§ What needs to be done
A verbatim copy of the line containing "[[5, 173], [841, 73], [949, 628]]" and all lines after it, up to and including the final line of the records, is the only acceptable output.

§ Data extract
+ + +
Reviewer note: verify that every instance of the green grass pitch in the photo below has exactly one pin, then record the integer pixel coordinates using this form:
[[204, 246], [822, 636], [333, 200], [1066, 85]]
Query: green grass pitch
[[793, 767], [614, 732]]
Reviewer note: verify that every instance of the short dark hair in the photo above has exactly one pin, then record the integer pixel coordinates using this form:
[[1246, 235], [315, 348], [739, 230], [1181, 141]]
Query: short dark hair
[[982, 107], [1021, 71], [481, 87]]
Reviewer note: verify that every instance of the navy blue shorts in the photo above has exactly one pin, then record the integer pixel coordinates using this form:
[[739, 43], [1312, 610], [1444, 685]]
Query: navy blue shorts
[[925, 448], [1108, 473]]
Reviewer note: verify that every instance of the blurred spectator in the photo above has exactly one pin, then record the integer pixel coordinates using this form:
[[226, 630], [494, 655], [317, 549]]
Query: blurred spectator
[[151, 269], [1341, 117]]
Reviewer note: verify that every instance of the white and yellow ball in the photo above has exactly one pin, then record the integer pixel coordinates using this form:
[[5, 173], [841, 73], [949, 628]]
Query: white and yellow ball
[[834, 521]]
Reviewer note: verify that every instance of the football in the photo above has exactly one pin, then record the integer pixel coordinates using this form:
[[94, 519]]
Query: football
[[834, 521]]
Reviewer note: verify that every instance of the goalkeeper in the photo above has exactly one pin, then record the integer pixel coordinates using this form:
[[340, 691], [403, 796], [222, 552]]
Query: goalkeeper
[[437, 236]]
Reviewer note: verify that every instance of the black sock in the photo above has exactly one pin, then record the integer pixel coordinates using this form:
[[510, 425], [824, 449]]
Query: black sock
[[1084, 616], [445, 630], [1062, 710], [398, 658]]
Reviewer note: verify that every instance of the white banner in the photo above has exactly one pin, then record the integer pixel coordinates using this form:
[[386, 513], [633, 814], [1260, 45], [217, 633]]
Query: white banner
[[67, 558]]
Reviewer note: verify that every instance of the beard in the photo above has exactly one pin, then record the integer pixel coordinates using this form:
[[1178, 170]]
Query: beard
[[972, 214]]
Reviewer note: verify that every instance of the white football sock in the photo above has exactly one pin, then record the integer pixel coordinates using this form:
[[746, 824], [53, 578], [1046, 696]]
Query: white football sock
+ + +
§ Answer for the task
[[5, 173], [841, 73], [949, 628]]
Query: white and yellow ball
[[834, 521]]
Reviewer note: verify that every instance of the football in the photo above has exactly one pin, then record the integer pixel coordinates using this form:
[[94, 519]]
Query: football
[[834, 521]]
Reviewer note: verify that every instance of the goalkeeper in the photo above has exactly one pin, then record the integer pixel coordinates using this form:
[[340, 691], [403, 796], [222, 552]]
Query: goalkeeper
[[437, 236]]
Reviewer note: verify that every instance of the black sock in the photo above has exactly one pin, then record the integer pixel coordinates using this form:
[[510, 425], [824, 449]]
Query: black sock
[[1084, 616], [445, 630], [1062, 710], [398, 658]]
Reviewer note: verify that every instance of the white banner in the photo above has exactly one pin, then record the integer pixel coordinates using this form:
[[386, 513], [633, 814], [1260, 45], [217, 633]]
Query: white banner
[[67, 558]]
Reviewer note: verify that every instance of the beard in the photo above has exactly one pin, then record the integer pixel coordinates using this form:
[[1178, 170]]
Query: beard
[[972, 214]]
Reviewer note: verify that every instance of the white football sock in the photo above has exactly one pin, then record the integer pixel coordinates using this form:
[[746, 824], [53, 578], [1046, 696]]
Query: white football sock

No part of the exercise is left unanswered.